(TEXT PROVIDED)

•••

On science fiction book clubs

Sometimes I just have to get out and mingle with those who like the things I do.

Scary thought, I know.

Here I’m talking about book clubs…science fiction book clubs.

I found a congenial group at the famous Powell’s bookstore at Cedar Crossing outside of Portland, Oregon. Powells is very innovative and therefore appears to be thriving in this age of online book retailing, although they were selling books online even before Amazon was.

Immediately after Orycon, they set up a long table of local science fiction and fantasy authors who personally signed their books for any avid reader.

I was one.

It was a great event. The place was a buzz. Actually, it was mobbed.

Real life Star Wars characters showed up. Special deals were offered. A party atmosphere prevailed. Kids ran freely about laughing.

Now the thing about book clubs is that you have to read what the group picks. In the case of my mystery group, they picked Pashazade by Jon Grimwood and I discovered a great new author that I otherwise wouldn’t have known about. It was science fiction, too.

Bonus.

Sometimes the choice is a book that you have already read. Last month we read Ready, Player One by Ernest Kline. (See my January blog) Luckily, I only had to skim over it and refresh my memory in order to add to the discussion.

This month the choice was The Magician by Lev Grossman. I saw the sequel, The Magician King, on Locus Online’s list of top fantasy books of 2011, so I was looking forward to reading the first in the series.

The story is about Quentin Coldwater, a brilliant but unhappy teenager. He is an odd duck with just a few friends. He becomes fascinated with a children’s fantasy series about a magical land called Fillory that makes his real life seem dull.

The first words in the book are, “Quentin did a magic trick. Nobody noticed.” In the beginning, Quentin is preparing for his college interview, but when he goes for the interview he unexpectedly ends up stumbling through unfamiliar woods onto the grounds of an elite secret college of magic. Rather like Harry Potter walking through the train station’s wall into another world and arriving at Hogwarts. After a rigorous testing and interview process among many other hopefuls, he does a magic trick that everyone does notice and he is one of very few admitted.

He feels that his dream has come true and Brakebill is where he was always meant to be. Quentin’s life at Brakebill College has a taste of Harry Potter and a touch of Narnia with a large dose of Salinger’s Catcher in the Rye. As Quentin learns all sorts of magic, he meets new friends and develops a romance with a talented young magician and student named Alice. (Yes, really) Eventually, he gets grouped with five other final grade student magicians called “the Physicals” because the do physical magic. Stuff happens.

•••

(RECORDED DATA)

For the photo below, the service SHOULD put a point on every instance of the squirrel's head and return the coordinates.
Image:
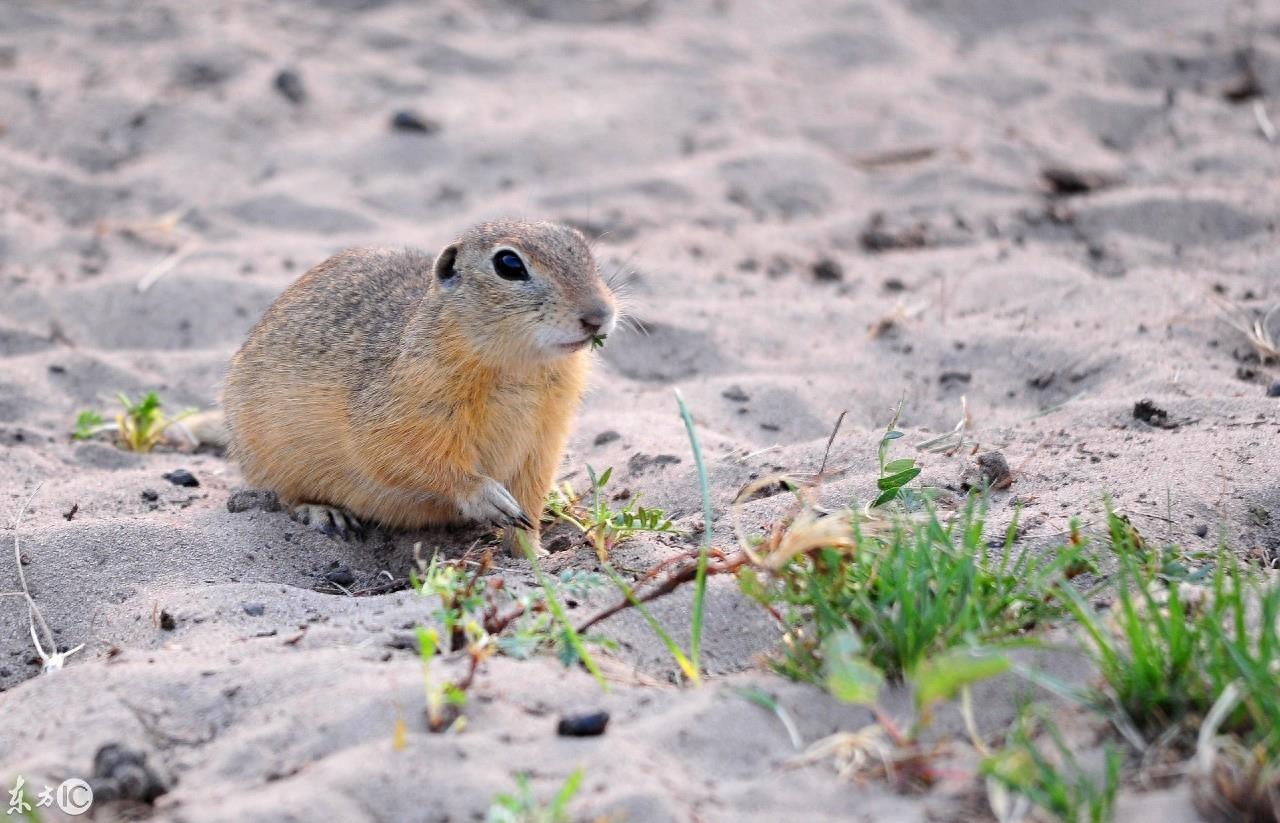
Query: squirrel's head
(525, 291)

•••

(AIM OF THE EXERCISE)
From the post on science fiction book clubs, copy the passage that begins at the words "Immediately after Orycon, they" and stops after "science fiction, too.", changing nothing.

(TASK OUTPUT)
Immediately after Orycon, they set up a long table of local science fiction and fantasy authors who personally signed their books for any avid reader.

I was one.

It was a great event. The place was a buzz. Actually, it was mobbed.

Real life Star Wars characters showed up. Special deals were offered. A party atmosphere prevailed. Kids ran freely about laughing.

Now the thing about book clubs is that you have to read what the group picks. In the case of my mystery group, they picked Pashazade by Jon Grimwood and I discovered a great new author that I otherwise wouldn’t have known about. It was science fiction, too.